Wednesday 18 April 2012

Home Again

I am home again and hopefully this time I will last through the coming weekend too, although this period of illness has shown us that I am still not quite fit enough to do the things that maybe I feel I should be able to do. This means I shall not be travelling to London this weekend to see Brother Fairchild run the marathon, which I am most disappointed about especially as I understand there is an Anthony Nolan get together at the finish. Tea, biscuits and stem cells... 

This is a final reminder to anyone planning on donating, the marathon is this Sunday donate now! www.justgiving.com/neil-fairchild

And the reason I was so ill...the common cold! Yes I was hospitalised for 4 days at a cost of £250 a night to the good honest taxpayer for the bloody common cold. I have to admit I felt slightly embarrased when the haematology doctor informed me of this, it seemed an incredible fuss for something which is not treated in any way, and most people just go to work and get on with it. I asked if it was normal for someone post transplant to suffer in the way I have over the past two weeks and was told that actually most people suffer more. I have the benefit of an immune system which has bounced back relatively quickly, my counts are all normal or well above normal, indicating things are working. So why am I getting so ill? It is because I have absolutely no defences ready, every bug, even the common cold is brand new to my body so there is nothing prepared, no memory, no antibodies to deploy, so although I would eventually fight a bug such as this off, my body needs some help and my reaction to it is in the extreme.

So I am much better, my temperature has stayed down although I still feel quite lethargic, and I have a pretty nasty cough. But I also have antibiotics to continue taking at home so hopefully that will shift. I actually felt better the moment I left the hospital as I had not been allowed out for a couple of days so I had been banging around in a room which had two beds in it all on my own...and I had finished my book and was rapidly running out of DVD entertainment. It is amazing how much better you feel when you are not just lying/sitting around all day doing nothing.

▶ _TASKS TO COMPLETE_
#1 Rewrite everything in the blog post from "So I am much" down to "day doing nothing.", putting "medicine" in place of "antibiotics".
#2 In the blog post, what illness was behind the writer's four-day hospital stay?

▶ _GIVEN DATA_
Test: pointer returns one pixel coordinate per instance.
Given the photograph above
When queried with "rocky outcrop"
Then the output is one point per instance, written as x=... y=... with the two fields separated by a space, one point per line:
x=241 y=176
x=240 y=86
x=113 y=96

▶ _ANSWERS FOR THIS EXERCISE_
#1
So I am much better, my temperature has stayed down although I still feel quite lethargic, and I have a pretty nasty cough. But I also have medicine to continue taking at home so hopefully that will shift. I actually felt better the moment I left the hospital as I had not been allowed out for a couple of days so I had been banging around in a room which had two beds in it all on my own...and I had finished my book and was rapidly running out of DVD entertainment. It is amazing how much better you feel when you are not just lying/sitting around all day doing nothing.

#2 The common cold.